Exercise requirements: Each entry below is to be duplicated verbatim.

(Point localization data)
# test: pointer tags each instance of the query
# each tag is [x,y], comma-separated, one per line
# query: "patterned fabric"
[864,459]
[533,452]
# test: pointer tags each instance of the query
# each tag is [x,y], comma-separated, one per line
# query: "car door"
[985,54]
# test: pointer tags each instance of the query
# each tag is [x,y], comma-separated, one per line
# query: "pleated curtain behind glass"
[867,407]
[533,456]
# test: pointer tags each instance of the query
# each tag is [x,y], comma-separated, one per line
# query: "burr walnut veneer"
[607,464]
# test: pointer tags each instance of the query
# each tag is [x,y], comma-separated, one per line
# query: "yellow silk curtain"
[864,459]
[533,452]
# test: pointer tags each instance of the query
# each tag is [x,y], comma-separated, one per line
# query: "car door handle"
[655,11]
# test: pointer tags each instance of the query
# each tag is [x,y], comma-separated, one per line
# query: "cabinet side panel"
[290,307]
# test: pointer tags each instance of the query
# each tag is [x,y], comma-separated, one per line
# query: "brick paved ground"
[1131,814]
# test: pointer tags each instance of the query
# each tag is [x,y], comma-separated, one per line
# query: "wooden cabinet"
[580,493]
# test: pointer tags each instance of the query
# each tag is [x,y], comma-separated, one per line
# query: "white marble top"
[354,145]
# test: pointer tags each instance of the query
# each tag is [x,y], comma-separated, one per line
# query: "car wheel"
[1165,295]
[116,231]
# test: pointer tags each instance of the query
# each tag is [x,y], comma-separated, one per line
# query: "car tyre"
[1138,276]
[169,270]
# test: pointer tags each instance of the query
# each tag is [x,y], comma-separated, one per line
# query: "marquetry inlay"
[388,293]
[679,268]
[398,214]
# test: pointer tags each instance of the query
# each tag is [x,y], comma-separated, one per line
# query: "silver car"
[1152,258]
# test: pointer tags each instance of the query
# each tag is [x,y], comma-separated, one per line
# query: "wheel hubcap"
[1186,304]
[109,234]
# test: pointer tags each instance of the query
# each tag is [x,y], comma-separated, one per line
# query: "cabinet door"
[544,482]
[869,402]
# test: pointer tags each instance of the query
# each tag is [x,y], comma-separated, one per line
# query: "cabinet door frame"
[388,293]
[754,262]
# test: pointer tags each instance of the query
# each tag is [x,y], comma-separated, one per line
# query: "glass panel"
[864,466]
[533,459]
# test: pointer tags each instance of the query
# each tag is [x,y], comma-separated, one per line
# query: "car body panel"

Exercise answer:
# test: pointer tags each instance of the query
# each tag is [x,y], comma-separated, one per line
# query: "patterned fabric"
[864,459]
[533,452]
# test: pointer tags each instance of the query
# each tag is [x,y], comma-separated, one per line
# query: "car door"
[985,54]
# test: pointer tags each instance of the query
# each tag is [x,y], comma-separated, one per line
# query: "pleated curtain behind glass"
[867,407]
[533,456]
# test: pointer tags each instance of the query
# each tag is [x,y], comma-separated, one per line
# query: "burr walnut veneer"
[607,464]
# test: pointer tags each instance of the query
# each tag is [x,y], comma-separated, one per line
# query: "yellow silk curtain"
[864,459]
[533,452]
# test: pointer tags each instance of the query
# each tag is [x,y], comma-separated, one per line
# query: "car door handle"
[655,11]
# test: pointer tags each instance of the query
# each tag is [x,y], comma-separated, one per line
# query: "cabinet side panel"
[290,307]
# test: pointer tags each instance of the query
# each tag is [x,y], comma-separated, one per line
# query: "brick paved ground"
[1131,814]
# test: pointer tags each instance of the query
# each tag is [x,y], comma-separated, one per line
# query: "wooden cabinet"
[580,493]
# test: pointer tags each instance of the query
# each tag is [x,y], comma-separated, one per line
# query: "white marble top"
[354,145]
# test: pointer tags each instance of the query
# each tag is [x,y], comma-separated, one per line
# query: "car wheel"
[1165,295]
[116,231]
# test: pointer tags each instance of the query
# each tag is [x,y], comma-separated, one per line
# query: "car tyre"
[1138,276]
[169,270]
# test: pointer tags each instance of the query
# each tag is [x,y], comma-separated, one per line
# query: "marquetry inlay"
[388,293]
[679,268]
[398,214]
# test: pointer tags each instance of the query
# each tag is [x,y], comma-separated, one per line
# query: "silver car"
[1152,258]
# test: pointer tags each instance of the query
# each tag is [x,y], comma-separated, one per line
# query: "wheel hubcap"
[1186,304]
[109,234]
# test: pointer tags each instance of the query
# each tag is [x,y], comma-separated, one per line
# query: "cabinet door"
[544,482]
[869,402]
# test: pointer tags each instance of the query
# each tag is [x,y], comma-separated, one per line
# query: "cabinet door frame"
[388,293]
[754,262]
# test: pointer tags each instance of the query
# each tag is [x,y], comma-separated, one per line
# query: "glass panel"
[864,466]
[533,459]
# test: pointer tags each instance of the query
# each tag is [x,y], comma-separated, one per line
# query: "car body panel"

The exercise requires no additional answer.